▶ _What the task requires_
Report each line of the data that includes the word "below".

Region pointing data
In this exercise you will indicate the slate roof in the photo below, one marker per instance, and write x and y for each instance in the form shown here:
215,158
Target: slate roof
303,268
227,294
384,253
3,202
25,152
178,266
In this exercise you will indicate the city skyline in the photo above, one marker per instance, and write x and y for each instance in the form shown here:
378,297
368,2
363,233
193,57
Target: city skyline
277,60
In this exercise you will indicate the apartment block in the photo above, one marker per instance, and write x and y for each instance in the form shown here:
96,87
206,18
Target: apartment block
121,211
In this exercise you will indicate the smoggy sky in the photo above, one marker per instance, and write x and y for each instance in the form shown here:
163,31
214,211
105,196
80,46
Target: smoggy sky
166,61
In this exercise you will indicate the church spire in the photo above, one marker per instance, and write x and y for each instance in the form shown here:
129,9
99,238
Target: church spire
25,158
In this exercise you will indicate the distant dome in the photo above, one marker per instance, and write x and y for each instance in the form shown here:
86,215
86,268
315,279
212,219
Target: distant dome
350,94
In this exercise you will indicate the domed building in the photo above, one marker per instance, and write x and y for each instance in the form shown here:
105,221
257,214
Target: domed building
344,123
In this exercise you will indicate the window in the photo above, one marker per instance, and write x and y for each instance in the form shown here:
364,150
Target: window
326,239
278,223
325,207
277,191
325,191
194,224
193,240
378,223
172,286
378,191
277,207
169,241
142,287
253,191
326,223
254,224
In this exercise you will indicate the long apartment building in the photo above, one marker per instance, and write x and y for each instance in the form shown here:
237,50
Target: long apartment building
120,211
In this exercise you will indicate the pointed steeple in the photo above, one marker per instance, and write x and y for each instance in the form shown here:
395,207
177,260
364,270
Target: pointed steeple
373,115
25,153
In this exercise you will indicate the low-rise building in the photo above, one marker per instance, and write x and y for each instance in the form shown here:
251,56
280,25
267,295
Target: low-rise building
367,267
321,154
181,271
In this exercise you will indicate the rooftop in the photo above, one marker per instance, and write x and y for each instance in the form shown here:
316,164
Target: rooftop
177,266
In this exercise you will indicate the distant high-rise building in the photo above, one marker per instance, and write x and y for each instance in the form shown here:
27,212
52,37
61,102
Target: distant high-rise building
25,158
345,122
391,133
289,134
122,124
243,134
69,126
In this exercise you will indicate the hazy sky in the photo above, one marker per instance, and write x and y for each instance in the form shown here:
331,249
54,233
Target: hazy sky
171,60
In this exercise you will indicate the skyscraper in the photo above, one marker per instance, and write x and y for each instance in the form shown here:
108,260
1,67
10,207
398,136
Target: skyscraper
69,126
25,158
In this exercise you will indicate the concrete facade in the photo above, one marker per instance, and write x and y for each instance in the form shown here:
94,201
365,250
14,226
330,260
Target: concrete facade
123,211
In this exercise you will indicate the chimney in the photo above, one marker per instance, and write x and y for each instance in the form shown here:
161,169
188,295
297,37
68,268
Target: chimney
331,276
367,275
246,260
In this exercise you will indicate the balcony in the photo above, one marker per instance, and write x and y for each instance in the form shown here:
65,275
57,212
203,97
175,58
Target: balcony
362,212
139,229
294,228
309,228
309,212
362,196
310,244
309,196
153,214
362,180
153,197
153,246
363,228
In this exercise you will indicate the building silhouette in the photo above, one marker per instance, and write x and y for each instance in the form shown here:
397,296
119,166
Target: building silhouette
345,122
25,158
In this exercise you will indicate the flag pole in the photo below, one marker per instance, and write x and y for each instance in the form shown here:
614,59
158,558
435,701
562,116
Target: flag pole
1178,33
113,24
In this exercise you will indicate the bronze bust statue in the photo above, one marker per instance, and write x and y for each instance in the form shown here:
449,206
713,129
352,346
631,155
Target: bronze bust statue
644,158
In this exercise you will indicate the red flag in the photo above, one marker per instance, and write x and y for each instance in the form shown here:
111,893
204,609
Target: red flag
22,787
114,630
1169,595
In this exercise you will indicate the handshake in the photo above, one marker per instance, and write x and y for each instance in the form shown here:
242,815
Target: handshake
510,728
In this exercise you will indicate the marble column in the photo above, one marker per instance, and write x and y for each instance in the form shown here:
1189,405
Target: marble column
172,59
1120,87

▶ _Exercise solution_
In this exercise you will indicate the slate roof in the photo below, one marker per instance, and write x and y for each instance in the form shown here:
In this exercise you will indicate the flag pole in the photo below, one marker per instance, and write x and y for each instance in the form shown here:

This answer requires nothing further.